§ Passage provided
▬▬▬▬▬▬

Supervised learning: nonparametric regression

SURE 2024

Department of Statistics & Data Science
Carnegie Mellon University

Background

Model flexibility vs interpretability

From ISLR

Model flexibility vs interpretability

Tradeoff between model’s flexibility (i.e. how wiggly/curvy it is) and its interpretability
The simpler, parametric form of the model, the the easier it is to interpret

Parametric models, for which we can write down a mathematical expression for \(f(X)\) before observing the data, a priori (e.g. linear regression), are inherently less flexible
Nonparametric models, in which \(f(X)\) is estimated from the data, are more flexible, but harder to interpret

\(k\)-nearest neighbors (\(k\)-NN)

Find the \(k\) data points closest to an observation \(x\), use these to make predictions
- Need to use some measure of distance, e.g., Euclidean distance

Take the average value of the response over the \(k\) nearest neighbors
- \(k\)-NN classification: most common class among the \(k\) nearest neighbors (“majority vote”)
- \(k\)-NN regression: average of the values of \(k\) nearest neighbors

The number of neighbors \(k\) is a tuning parameter (like \(\lambda\) is for ridge/lasso)

▬▬▬▬▬▬

§ Source material
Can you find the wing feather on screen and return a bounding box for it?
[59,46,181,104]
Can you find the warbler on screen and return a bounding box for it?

▬▬▬▬▬▬

§ Problems to work on
(a) Check each statement against the slides on nonparametric regression. For each one, answer yes or no and quote the words from the slides that decide it.
(i) Parametric models are inherently less flexible than nonparametric models.
(ii) Nonparametric models are easier to interpret than parametric models.
(iii) k-NN regression predicts with the most common value among the k nearest neighbors.
(b) Quote the slides on nonparametric regression from "Parametric models, for" to "is for ridge/lasso)".
(c) Write what comes next in the slides on nonparametric regression, starting after their last line.

§ Results of the tasks
(a)
(i) Yes: "are inherently less flexible"
(ii) No: "are more flexible, but harder to interpret"
(iii) No: "\(k\)-NN regression: average of the values of \(k\) nearest neighbors"

(b)
Parametric models, for which we can write down a mathematical expression for \(f(X)\) before observing the data, a priori (e.g. linear regression), are inherently less flexible
Nonparametric models, in which \(f(X)\) is estimated from the data, are more flexible, but harder to interpret

\(k\)-nearest neighbors (\(k\)-NN)

Find the \(k\) data points closest to an observation \(x\), use these to make predictions
- Need to use some measure of distance, e.g., Euclidean distance

Take the average value of the response over the \(k\) nearest neighbors
- \(k\)-NN classification: most common class among the \(k\) nearest neighbors (“majority vote”)
- \(k\)-NN regression: average of the values of \(k\) nearest neighbors

The number of neighbors \(k\) is a tuning parameter (like \(\lambda\) is for ridge/lasso)

(c)
Finding the optimal number of neighbors \(k\)

Recall: bias-variance tradeoff

If \(k\) is too small, the resulting model is too flexible: low bias, high variance

If \(k\) is too large, the resulting model is not flexible enough: high bias, low variance

Moving beyond linearity

The truth is (almost) never linear

But often the linearity assumption is good enough

What if it’s not linear?
- splines
- local regression
- generalized additive models

The above methods can offer a lot of flexibility, without losing the ease and interpretability of linear models

Generalized additive models (GAMs)

Previously: generalized linear models (GLMs) (e.g., linear regression, logistic regression, Poisson regression)

GLM generalizes linear regression to permit non-normal distributions and link functions of the mean \[g(E(Y)) = \beta_0 + \beta_1 x_1 + \beta_2 x_2 + \dots + \beta_p x_p\]

What if we replace the linear predictor by additive smooth functions of the explanatory variables?
Entering generalized additive models (GAMs)
- relax the restriction that the relationship must be a simple weighted sum
- instead assume that the response can be modeled by a sum of arbitrary functions of each predictor

Generalized additive models (GAMs)

Allows for flexible nonlinearities in several variables
But retains the additive structure of linear models

\[g(E(Y)) = \beta_0 + s_1(x_1) + s_2(x_2) + \dots + s_p(x_p)\]

Like GLMs, a GAM specifies a link function \(g()\) and a probability distribution for the response \(Y\)
\(s_j\) is some smooth function of predictor \(j\)
GLM is the special case of GAM in which each \(s_j\) is a linear function

Generalized additive models (GAMs)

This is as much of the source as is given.